- **Written instruction**
In the post on the spelling of "y'all" shown below, what is the woman in the parody illustration serving in place of a turkey?

- **Text shown**
= = =

Monday, December 25, 2006

More than y'all wanted to know about "y'all"

This morning I came across a posting on a site called Redneck's Revenge (don't ask--I have no recollection of how I got there) titled Merry Christmas, Ya'll. It consisted mainly of an illustration, a take-off of Norman Rockwell's famous "Freedom from Want" (click here for Rockwell's original), except the woman is smoking a cigarette, she's serving a bucket of KFC chicken rather than a turkey, and the man behind her is in a t-shirt instead of a suit. Oh, and there are cans of Budweiser on the table.

Now, I'm a sucker for Rockwell parodies, but the posting's title bothered me: Merry Christmas, Ya'll.

You all. Take out the "o" and the "u, put an apostrophe in their place, and then squish everything together: y'all. Not ya'll. Y'all.

Simple, but apparently hard for some people to understand. In 1996, when the Olympic games brought the world to Atlanta, there was a billboard on the interstate just before the South Carolina border: "Ya'll come back to see us." The message showed that we in Georgia can be mighty hospitable--and mighty ignorant of spelling rules.

= = =

- **Entries**
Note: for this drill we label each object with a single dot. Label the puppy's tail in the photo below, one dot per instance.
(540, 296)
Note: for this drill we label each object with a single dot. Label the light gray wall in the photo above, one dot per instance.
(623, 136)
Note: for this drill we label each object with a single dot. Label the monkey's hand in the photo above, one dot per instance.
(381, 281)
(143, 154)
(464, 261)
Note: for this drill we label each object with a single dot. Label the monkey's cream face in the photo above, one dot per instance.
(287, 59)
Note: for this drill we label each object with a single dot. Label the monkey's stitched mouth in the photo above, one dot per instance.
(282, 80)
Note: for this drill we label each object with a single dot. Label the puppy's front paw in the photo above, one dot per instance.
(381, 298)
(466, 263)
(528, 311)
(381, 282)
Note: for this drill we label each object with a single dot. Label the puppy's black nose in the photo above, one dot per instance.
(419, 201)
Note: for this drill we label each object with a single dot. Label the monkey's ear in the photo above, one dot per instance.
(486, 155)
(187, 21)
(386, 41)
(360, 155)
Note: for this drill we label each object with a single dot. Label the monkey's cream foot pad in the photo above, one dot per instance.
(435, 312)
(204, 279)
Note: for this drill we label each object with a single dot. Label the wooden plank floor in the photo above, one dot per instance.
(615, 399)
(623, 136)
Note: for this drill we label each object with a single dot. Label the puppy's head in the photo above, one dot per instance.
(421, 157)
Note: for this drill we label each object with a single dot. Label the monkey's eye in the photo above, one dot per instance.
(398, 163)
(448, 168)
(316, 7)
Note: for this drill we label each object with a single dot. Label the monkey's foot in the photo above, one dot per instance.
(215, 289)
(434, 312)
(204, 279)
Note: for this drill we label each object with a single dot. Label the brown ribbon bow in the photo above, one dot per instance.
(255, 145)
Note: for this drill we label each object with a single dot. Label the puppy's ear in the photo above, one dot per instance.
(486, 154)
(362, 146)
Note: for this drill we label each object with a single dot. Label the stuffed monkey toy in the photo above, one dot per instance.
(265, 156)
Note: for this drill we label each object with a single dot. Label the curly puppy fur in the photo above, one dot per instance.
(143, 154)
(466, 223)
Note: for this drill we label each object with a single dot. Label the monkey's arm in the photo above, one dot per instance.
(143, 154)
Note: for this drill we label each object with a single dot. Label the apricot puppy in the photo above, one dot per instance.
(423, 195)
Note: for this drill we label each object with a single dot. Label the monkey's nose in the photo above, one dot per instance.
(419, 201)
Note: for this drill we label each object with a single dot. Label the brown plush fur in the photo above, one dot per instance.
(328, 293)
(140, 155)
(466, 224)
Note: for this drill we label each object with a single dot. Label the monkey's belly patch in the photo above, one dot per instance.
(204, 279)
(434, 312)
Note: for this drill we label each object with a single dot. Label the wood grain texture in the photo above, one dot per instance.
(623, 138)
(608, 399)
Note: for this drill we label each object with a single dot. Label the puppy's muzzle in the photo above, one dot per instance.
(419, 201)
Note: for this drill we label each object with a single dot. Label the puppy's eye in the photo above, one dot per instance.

= = =

- **Answer to this exercise**
A bucket of KFC chicken.